Requirements: Copy every one of the following rows verbatim, keeping each line unchanged and in its original order.

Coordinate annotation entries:

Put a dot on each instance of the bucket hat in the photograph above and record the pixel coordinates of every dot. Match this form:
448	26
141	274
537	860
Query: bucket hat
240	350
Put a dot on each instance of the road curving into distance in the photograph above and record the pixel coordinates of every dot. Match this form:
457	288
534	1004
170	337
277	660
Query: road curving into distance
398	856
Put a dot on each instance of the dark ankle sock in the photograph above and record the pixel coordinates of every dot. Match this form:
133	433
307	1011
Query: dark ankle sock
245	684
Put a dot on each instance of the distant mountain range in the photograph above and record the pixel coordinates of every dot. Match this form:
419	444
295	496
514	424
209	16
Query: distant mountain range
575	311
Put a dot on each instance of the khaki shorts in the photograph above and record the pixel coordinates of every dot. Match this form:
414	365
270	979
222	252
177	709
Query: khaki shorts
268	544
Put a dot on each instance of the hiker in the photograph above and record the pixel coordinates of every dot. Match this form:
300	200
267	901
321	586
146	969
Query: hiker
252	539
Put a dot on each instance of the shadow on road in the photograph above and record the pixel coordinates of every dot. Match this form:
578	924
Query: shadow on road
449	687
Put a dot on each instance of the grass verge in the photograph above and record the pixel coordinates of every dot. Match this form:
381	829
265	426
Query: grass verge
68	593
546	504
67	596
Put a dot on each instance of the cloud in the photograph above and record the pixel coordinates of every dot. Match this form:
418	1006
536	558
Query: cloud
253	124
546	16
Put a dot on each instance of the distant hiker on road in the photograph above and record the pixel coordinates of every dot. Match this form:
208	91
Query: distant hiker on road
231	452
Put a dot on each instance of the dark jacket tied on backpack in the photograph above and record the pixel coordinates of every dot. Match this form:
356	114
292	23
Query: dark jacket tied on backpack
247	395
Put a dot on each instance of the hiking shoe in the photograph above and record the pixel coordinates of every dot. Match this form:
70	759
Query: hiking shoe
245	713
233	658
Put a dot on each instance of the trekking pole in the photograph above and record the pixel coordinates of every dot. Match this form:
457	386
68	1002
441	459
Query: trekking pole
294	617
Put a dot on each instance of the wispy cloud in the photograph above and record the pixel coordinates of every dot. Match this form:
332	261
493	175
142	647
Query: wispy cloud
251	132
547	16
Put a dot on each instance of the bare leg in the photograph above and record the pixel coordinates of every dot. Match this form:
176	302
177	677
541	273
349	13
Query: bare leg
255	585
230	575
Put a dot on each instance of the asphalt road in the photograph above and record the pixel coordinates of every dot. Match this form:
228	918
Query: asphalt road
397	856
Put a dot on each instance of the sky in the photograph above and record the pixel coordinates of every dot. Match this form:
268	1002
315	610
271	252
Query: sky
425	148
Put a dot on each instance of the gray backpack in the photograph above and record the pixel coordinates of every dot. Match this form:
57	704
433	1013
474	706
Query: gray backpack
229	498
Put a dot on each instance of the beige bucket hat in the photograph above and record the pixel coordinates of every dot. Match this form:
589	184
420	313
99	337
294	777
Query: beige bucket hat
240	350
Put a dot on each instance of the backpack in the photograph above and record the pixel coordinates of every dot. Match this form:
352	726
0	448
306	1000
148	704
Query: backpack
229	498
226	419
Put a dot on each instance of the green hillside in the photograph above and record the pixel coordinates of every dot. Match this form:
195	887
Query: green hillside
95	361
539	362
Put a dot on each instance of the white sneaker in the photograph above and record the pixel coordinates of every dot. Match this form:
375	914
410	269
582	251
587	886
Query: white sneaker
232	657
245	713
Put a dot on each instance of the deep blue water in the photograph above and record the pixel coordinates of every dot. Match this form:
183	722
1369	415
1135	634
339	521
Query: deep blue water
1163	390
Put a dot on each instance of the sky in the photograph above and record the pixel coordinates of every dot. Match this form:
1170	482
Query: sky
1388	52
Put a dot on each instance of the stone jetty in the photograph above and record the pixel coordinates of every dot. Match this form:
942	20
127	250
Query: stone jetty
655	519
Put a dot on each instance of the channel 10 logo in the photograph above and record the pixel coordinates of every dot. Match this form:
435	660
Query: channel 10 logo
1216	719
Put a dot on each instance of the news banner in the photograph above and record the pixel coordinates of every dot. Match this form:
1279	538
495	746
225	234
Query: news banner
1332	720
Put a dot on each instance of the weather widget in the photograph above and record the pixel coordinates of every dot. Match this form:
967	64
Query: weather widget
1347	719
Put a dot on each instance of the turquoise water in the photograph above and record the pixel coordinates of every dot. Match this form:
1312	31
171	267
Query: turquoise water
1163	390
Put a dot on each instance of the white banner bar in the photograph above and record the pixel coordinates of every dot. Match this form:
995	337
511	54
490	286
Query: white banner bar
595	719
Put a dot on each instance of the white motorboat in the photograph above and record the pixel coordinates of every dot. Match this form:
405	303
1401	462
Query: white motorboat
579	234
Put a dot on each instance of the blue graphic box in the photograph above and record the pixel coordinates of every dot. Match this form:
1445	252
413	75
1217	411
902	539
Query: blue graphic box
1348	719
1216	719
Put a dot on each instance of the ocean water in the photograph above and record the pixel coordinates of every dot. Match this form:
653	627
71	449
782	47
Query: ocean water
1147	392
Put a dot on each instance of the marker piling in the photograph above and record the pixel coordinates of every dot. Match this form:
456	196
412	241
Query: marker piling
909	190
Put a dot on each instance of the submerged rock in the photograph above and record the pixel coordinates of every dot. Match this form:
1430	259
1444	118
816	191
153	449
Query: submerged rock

In response:
Put a dot on each instance of the bucket hat in the photograph above and record the pixel coordinates of every dot. Match this form:
448	26
141	274
537	860
Query: bucket hat
240	350
Put a dot on each instance of the road curving into distance in the photograph above and record the pixel coordinates of every dot. Match this form:
457	288
534	1004
170	337
277	660
Query: road curving into distance
398	856
Put a dot on each instance of the dark ankle sock in the photograph above and record the pixel coordinates of every dot. Match this form:
133	433
307	1011
Query: dark ankle sock
245	684
Put a dot on each instance of the distant mountain range in the photograph above and record the pixel coordinates of every dot. Match this form:
419	444
295	496
514	424
209	16
Query: distant mountain range
575	311
Put a dot on each instance of the khaki shorts in the photograph above and record the pixel coordinates of every dot. Match this form:
414	365
270	979
222	252
177	709
Query: khaki shorts
268	544
Put a dot on each instance of the hiker in the photograph above and record the pixel coordinates of every dot. Match this form:
300	200
267	901
321	586
146	969
Query: hiker
252	539
Put a dot on each instance of the shadow on road in the photograph above and record the pixel coordinates of every dot. Match this form:
578	924
Query: shadow on road
449	687
Put a dot on each instance of the grass verge in the photograph above and record the pixel coordinates of every dot. Match this form:
381	829
265	426
Query: grass verge
68	593
546	504
67	596
Put a dot on each instance of the cloud in the photograph above and record the pixel coordinates of every dot. Match this form:
418	1006
536	558
Query: cloud
253	124
546	16
Put a dot on each instance of the distant hiker on road in the photograph above and record the pixel coordinates of every dot. Match this form:
208	91
Query: distant hiker on road
231	452
Put a dot on each instance of the dark jacket tied on backpack in the photograph above and record the pixel coordinates of every dot. Match this form:
356	114
292	23
Query: dark jacket tied on backpack
247	395
Put a dot on each instance of the hiking shoe in the photograph above and record the pixel coordinates of every dot. Match this form:
70	759
Query: hiking shoe
245	713
233	658
Put a dot on each instance of the trekking pole in the photograph above and record the pixel coordinates of every dot. Match this form:
457	386
68	1002
441	459
Query: trekking pole
294	617
Put a dot on each instance of the wispy cloud in the photograph above and record the pixel coordinates of every dot. Match this form:
332	261
493	175
142	647
Query: wispy cloud
251	132
547	16
Put a dot on each instance of the bare leg in the photograph above and record the pixel coordinates of every dot. Match this form:
176	302
177	677
541	273
349	13
Query: bare leg
255	585
230	575
Put a dot on each instance of the asphalt road in the photograph above and record the pixel coordinates of every dot. Match this form:
228	918
Query: asphalt road
397	856
Put a dot on each instance of the sky in the photograph above and record the pixel coordinates of every dot. Match this form:
268	1002
315	610
271	252
Query: sky
425	148
Put a dot on each instance of the gray backpack in the photograph above and record the pixel coordinates of every dot. Match this form:
57	704
433	1013
474	706
Query: gray backpack
229	498
Put a dot on each instance of the beige bucket hat in the photograph above and record the pixel coordinates of every dot. Match this form:
589	184
420	313
99	337
294	777
Query: beige bucket hat
240	350
Put a dot on each instance of the backpack in the photograph above and record the pixel coordinates of every dot. Match this form:
352	726
0	448
306	1000
148	704
Query: backpack
229	498
226	419
Put a dot on each instance of the green hillside in the photograph above and record the pixel coordinates of every dot. Match this form:
195	887
Query: green hillside
95	361
539	362
Put a dot on each instance of the white sneaker in the photograph above and record the pixel coordinates of every dot. Match this form:
375	914
410	269
582	251
587	886
Query: white sneaker
232	657
245	713
Put a dot on each instance of the deep blue water in the photograph above and record the pixel coordinates of every dot. Match this form:
183	722
1369	415
1135	634
339	521
Query: deep blue water
1163	390
Put a dot on each instance of the sky in the photograph above and record the pixel coordinates of every dot. Match this form:
1170	482
Query: sky
1388	52
Put a dot on each instance of the stone jetty in the photograph above and record the pixel coordinates of every dot. Match this form:
942	20
127	250
Query: stone jetty
655	519
Put a dot on each instance of the channel 10 logo in the photograph above and record the pixel coordinates of every dot. Match this form:
435	660
Query: channel 10 logo
1216	719
Put a dot on each instance of the news banner in the photograph above and record the pixel coordinates of every dot. Match this form:
1279	538
495	746
225	234
Query: news banner
1332	720
Put a dot on each instance of the weather widget in the photograph above and record the pixel coordinates of every dot. Match this form:
967	64
Query: weather widget
1347	719
Put a dot on each instance of the turquoise water in the photograph above and record the pixel coordinates of every dot. Match this form:
1312	31
171	267
Query: turquoise water
1163	390
Put a dot on each instance of the white banner bar in the photograph above and record the pixel coordinates of every dot. Match this form:
995	337
511	54
490	286
Query: white banner bar
595	719
Put a dot on each instance of the white motorboat in the photograph above and record the pixel coordinates of every dot. Match this form:
405	303
1401	462
Query: white motorboat
579	234
Put a dot on each instance of the blue graphic box in the photograph above and record the pixel coordinates of every dot. Match this form:
1445	252
413	75
1217	411
902	539
Query: blue graphic box
1348	719
1216	719
Put a dot on each instance of the ocean water in the photograph above and record the pixel coordinates of every dot. Match this form:
653	627
71	449
782	47
Query: ocean water
1147	392
Put a dot on each instance of the marker piling in the photograph above and record the pixel coordinates of every dot. Match this form:
456	196
412	241
Query: marker piling
909	190
Put a dot on each instance of the submerged rock in the photograph above and record the pixel coordinates of every dot. Match this form:
1430	259
1444	118
816	191
153	449
Query: submerged rock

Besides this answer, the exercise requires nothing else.